(TASK TO COMPLETE)
Collect every line in the rows below that contains the string "cloud". Letter case matters.

** start DATASET EXCERPTS **

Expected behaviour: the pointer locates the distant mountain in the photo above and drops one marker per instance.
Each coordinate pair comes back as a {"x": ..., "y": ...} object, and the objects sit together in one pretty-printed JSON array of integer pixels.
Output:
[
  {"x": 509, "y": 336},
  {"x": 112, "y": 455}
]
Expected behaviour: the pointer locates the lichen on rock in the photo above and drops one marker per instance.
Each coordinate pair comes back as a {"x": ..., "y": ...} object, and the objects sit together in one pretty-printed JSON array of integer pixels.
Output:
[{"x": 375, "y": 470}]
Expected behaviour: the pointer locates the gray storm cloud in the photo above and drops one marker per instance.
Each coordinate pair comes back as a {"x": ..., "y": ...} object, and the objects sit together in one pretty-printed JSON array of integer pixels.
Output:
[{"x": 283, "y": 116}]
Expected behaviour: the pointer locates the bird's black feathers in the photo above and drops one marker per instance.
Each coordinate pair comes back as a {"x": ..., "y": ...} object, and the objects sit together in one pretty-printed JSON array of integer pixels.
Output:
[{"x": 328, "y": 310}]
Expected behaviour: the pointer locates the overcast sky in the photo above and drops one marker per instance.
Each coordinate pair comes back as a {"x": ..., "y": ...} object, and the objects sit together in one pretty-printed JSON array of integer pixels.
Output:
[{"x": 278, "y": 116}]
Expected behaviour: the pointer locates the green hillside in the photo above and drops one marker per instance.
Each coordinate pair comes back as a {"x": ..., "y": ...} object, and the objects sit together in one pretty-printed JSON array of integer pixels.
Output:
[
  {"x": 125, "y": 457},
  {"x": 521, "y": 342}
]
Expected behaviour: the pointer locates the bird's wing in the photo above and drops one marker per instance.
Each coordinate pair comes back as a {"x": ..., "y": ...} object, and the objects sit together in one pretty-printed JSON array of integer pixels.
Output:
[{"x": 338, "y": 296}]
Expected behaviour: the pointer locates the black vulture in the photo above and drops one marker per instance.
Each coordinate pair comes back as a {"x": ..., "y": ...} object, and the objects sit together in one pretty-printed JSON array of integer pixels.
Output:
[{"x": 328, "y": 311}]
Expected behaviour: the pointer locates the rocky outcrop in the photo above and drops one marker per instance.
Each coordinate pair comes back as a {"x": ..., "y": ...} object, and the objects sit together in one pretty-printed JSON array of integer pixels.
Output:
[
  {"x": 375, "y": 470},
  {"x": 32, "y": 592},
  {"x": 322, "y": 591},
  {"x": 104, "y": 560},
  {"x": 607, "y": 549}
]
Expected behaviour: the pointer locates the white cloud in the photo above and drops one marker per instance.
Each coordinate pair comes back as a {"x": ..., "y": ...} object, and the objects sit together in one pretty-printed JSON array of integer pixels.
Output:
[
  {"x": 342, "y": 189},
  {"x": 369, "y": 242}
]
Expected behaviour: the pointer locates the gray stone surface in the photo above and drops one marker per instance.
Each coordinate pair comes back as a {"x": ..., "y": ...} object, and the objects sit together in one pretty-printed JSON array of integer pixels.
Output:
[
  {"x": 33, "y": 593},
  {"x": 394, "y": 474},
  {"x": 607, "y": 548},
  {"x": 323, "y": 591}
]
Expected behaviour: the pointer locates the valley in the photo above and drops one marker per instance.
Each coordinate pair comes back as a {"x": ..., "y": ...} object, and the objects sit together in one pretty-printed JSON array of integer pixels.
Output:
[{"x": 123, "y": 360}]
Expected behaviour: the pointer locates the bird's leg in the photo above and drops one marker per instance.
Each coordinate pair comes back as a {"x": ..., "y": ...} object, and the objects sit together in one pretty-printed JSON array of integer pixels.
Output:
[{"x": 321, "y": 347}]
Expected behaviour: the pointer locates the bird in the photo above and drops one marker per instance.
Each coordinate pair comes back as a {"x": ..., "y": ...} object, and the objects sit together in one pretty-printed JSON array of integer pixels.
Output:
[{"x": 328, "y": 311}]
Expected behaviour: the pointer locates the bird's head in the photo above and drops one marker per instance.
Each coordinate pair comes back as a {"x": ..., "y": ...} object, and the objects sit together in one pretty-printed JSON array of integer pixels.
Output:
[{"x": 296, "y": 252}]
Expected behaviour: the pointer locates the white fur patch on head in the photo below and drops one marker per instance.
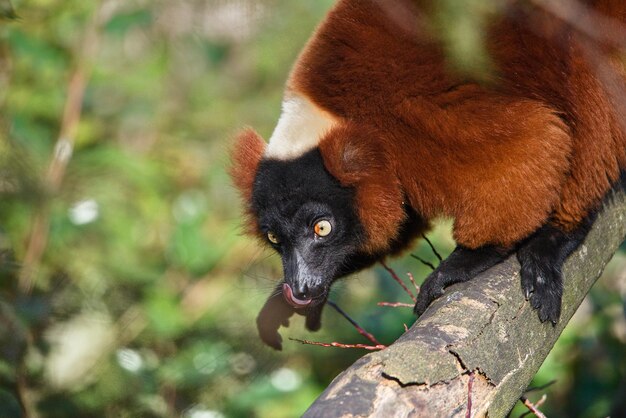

** end DATASET EXCERPTS **

(EXERCISE SOLUTION)
Expected behaviour: the pointer locates the gray storm cloud in the photo above and drops one marker per instance.
Expected behaviour: the pointer locates the white cloud in the photo above and drops one marker per instance.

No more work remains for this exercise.